Such cellular therapies take advantage of the complex molecular mechanisms that cells naturally use to interact with one another, enabling them to be more precise and less toxic than traditional pharmaceutical drugs, which are based on simpler small molecules. Cellular therapies that use engineered immune system cells, for example, have recently been shown to be highly successful in treating certain cancers and protecting against viral infections.

However, there is still a need to further fine-tune the behavior of cells in these targeted therapies. Dr. Bugaj and his colleagues are addressing that need by developing new ways to communicate with engineered cells once they are in the body, such as turning molecular events on and off at specific times.

The research team recently discovered that both temperature and light can act as triggers of a specific fungal protein, dynamically controlling its location within a mammalian cell. By using light or temperature to instruct that protein to migrate toward or away from the cell’s membrane, Dr. Bugaj and his colleagues showed how it could serve as a key component in controlling the behavior of human cells.

→ **Information supplied**:
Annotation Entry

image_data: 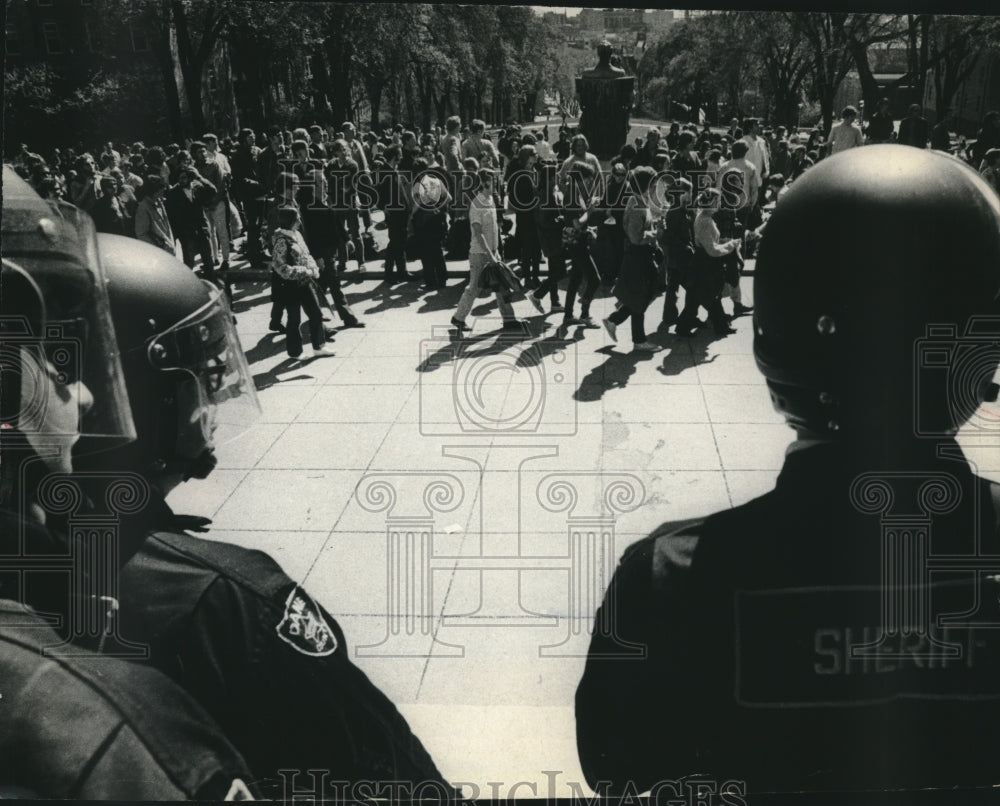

→ **List of tasks**:
[1] In the text on cellular therapies, shorten the paragraph that begins "The research team recently discovered" while keeping its main facts.
[2] According to the text on cellular therapies, why can these therapies be more precise and less toxic than traditional pharmaceutical drugs?
[3] Proceed with the text on cellular therapies from where it stops.
The lines have nothing to do with the text.

→ **Answer section**:
[1] The team found that temperature and light can both trigger a specific fungal protein and control where it sits inside a mammalian cell. Using these signals to move the protein toward or away from the cell membrane, Dr. Bugaj and colleagues showed it could be a key part of controlling human cell behavior.

[2] They use the complex molecular mechanisms that cells naturally use to interact with one another. Traditional drugs are based on simpler small molecules.

[3]
The aim of the initial study was to develop probes that would take advantage of the light-responsive properties of the protein and to characterize its unique sensitivity to both light and temperature. Now, funded by the CAREER Award, they plan to research how to control it with only temperature as an input.

“We are looking for ways to talk to the cells in the body,” said Dr. Bugaj. “We can use light to communicate very precisely with cells, but light can only penetrate through a few millimeters of skin. When we discovered that this protein responds to both light and temperature, we thought we could modify it for purely thermal control, which would provide a new method to communicate with cells deeper in the body.”